[Stored dataset items]
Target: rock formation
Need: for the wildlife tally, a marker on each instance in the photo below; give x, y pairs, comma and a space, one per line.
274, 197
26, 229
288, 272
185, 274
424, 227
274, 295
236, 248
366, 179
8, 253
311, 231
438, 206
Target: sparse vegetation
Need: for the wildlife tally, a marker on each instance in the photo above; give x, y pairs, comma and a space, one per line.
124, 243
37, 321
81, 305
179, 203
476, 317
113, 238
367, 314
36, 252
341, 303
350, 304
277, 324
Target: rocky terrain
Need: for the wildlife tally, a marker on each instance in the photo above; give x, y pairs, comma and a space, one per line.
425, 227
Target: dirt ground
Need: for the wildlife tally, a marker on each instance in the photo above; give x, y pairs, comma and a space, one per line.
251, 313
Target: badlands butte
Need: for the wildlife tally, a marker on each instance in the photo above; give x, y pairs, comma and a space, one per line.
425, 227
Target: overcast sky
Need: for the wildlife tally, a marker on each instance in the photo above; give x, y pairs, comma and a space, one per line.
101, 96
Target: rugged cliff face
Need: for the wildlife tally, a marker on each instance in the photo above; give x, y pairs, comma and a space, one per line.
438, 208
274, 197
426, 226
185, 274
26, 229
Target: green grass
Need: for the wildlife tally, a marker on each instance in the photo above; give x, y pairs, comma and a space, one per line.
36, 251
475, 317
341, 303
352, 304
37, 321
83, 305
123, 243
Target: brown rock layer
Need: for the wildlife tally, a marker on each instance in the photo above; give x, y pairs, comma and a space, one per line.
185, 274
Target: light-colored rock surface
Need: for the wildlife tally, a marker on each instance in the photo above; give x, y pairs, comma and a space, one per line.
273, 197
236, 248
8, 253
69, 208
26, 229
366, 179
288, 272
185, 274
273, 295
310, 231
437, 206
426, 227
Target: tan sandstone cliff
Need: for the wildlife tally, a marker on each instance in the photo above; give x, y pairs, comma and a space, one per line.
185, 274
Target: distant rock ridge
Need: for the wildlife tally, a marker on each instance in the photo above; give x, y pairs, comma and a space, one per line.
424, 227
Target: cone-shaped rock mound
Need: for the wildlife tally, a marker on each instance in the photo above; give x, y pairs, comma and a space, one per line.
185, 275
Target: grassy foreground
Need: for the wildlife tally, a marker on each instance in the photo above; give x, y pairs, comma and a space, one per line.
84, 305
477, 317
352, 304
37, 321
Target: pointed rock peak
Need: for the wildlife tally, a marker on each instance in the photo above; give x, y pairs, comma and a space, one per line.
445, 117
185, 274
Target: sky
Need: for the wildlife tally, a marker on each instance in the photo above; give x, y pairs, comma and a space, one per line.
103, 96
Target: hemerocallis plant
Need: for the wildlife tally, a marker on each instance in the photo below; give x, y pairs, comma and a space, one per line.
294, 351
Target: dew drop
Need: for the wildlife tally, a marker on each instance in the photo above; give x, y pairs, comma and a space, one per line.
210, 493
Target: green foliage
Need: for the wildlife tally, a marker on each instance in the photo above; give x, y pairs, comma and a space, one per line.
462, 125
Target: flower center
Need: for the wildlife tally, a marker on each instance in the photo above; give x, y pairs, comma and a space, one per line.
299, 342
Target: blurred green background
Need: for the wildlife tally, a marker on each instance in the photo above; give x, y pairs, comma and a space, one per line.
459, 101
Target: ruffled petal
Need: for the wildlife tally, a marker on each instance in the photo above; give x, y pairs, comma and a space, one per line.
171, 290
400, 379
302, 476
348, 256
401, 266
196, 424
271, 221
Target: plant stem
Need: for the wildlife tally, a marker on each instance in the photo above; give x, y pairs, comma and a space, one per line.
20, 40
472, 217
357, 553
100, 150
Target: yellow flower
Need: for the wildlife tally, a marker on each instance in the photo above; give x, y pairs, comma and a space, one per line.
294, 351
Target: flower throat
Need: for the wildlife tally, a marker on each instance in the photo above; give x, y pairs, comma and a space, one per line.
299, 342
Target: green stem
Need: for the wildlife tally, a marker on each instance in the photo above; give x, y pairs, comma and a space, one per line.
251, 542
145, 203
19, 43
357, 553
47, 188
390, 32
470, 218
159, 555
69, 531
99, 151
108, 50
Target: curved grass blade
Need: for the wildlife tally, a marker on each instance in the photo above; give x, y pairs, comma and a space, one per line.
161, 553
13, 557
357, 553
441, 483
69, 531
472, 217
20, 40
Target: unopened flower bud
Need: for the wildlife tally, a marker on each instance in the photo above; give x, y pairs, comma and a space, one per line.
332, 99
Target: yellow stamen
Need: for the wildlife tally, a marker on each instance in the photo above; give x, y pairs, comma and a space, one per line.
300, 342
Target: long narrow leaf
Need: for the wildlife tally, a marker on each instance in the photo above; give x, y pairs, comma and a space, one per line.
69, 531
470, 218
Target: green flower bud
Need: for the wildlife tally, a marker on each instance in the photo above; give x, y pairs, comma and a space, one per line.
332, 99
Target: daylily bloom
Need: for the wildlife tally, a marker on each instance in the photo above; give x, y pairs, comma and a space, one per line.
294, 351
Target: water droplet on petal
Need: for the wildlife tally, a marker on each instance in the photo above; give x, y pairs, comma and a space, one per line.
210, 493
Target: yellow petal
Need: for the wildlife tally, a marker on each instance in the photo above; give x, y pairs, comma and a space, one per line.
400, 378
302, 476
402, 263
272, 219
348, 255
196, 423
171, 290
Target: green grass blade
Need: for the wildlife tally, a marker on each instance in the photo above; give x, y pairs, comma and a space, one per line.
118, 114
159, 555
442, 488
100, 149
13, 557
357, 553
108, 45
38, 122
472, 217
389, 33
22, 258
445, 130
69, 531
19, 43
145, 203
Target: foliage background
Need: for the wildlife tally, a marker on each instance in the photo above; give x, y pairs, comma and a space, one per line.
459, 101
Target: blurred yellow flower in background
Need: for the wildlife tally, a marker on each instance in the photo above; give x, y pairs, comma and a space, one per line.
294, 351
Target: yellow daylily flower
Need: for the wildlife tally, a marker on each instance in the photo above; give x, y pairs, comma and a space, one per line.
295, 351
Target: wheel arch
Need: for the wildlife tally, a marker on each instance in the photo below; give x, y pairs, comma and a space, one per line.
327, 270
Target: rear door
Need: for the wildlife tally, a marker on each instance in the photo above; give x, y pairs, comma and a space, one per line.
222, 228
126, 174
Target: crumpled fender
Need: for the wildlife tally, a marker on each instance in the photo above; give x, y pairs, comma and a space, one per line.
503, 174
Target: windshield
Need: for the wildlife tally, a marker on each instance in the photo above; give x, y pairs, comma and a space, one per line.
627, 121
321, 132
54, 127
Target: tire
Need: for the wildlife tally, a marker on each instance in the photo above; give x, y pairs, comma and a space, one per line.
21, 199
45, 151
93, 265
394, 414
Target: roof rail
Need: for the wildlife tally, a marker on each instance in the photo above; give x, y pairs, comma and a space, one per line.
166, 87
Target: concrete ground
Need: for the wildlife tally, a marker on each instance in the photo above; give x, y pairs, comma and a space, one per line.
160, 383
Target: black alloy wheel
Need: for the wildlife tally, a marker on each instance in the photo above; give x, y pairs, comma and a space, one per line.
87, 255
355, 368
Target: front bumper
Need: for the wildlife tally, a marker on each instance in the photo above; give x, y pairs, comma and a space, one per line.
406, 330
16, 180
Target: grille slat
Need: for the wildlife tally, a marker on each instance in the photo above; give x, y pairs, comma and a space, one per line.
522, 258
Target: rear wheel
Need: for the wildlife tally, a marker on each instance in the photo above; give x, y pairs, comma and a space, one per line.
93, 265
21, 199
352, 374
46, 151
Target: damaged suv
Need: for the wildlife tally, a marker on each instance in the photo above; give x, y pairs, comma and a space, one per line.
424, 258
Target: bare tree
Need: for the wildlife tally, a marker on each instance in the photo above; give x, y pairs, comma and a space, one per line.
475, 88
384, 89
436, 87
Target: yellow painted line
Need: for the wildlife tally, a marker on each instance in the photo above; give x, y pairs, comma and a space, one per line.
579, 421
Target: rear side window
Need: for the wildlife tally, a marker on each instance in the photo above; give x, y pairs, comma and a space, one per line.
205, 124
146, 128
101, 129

Written exercise:
Locate the line with "Target: crumpled fender" in the entries above; extract it and every line after it, verbatim.

Solution for this problem:
Target: crumpled fender
Need: for the wildlife tally, a marker on each instance in the photo above; give x, y pairs, comma and a space, one per line.
503, 174
Target: windshield
Need: for the wildlife tally, a marker on each instance in the photo above; give x, y pairs, comma and a space, one per line.
627, 121
321, 132
54, 127
Target: tire
Need: for the wildlife tally, a marker on each instance in the photo above; give x, y pairs, comma and a space, one per line.
21, 199
45, 151
93, 265
394, 414
Target: roof rail
Need: for the wildlife tally, a marker on each instance in the photo above; give x, y pairs, comma and a space, one per line.
166, 87
Target: concrete ground
Need: for the wildlife tally, a marker on each instance in the photo above; give x, y pairs, comma and a space, one per line.
160, 383
Target: black alloy wheel
Need: for the wildlife tally, a marker on each instance in the photo above; give x, y pairs, comma and a space, one per line.
87, 255
355, 368
Target: front bumper
Need: for the wildlife tally, a marker on each instance in the photo above; give x, y pairs, comma and a space, one per line.
406, 330
16, 180
Target: grille slat
Need: for the wildlife tally, a marker on each instance in the photo above; give x, y pairs, comma and a space, one per line.
522, 258
Target: rear wheel
Need: for the wildlife tally, a marker on each instance in the photo above; give x, y pairs, comma and a space, one per line.
93, 265
21, 199
352, 374
46, 151
Target: damaged suv
Need: for the wildlife tally, a marker on each instance in the photo above; give x, y pairs, comma and a space, one per line.
424, 258
Target: bare tree
Need: for the wildlife tally, a marker on each instance in the photo above; give x, y pairs, comma and a space, one per line.
475, 88
384, 89
436, 87
Target: yellow painted line
Need: for the wildlife tally, a marker on each instance in the photo above; give x, y pairs, comma and a space, one per line.
579, 421
Target: rear side window
Need: for the wildlife tally, a marker on each instance in the photo above; give x, y pairs, comma and a space, one per line.
205, 124
146, 128
101, 129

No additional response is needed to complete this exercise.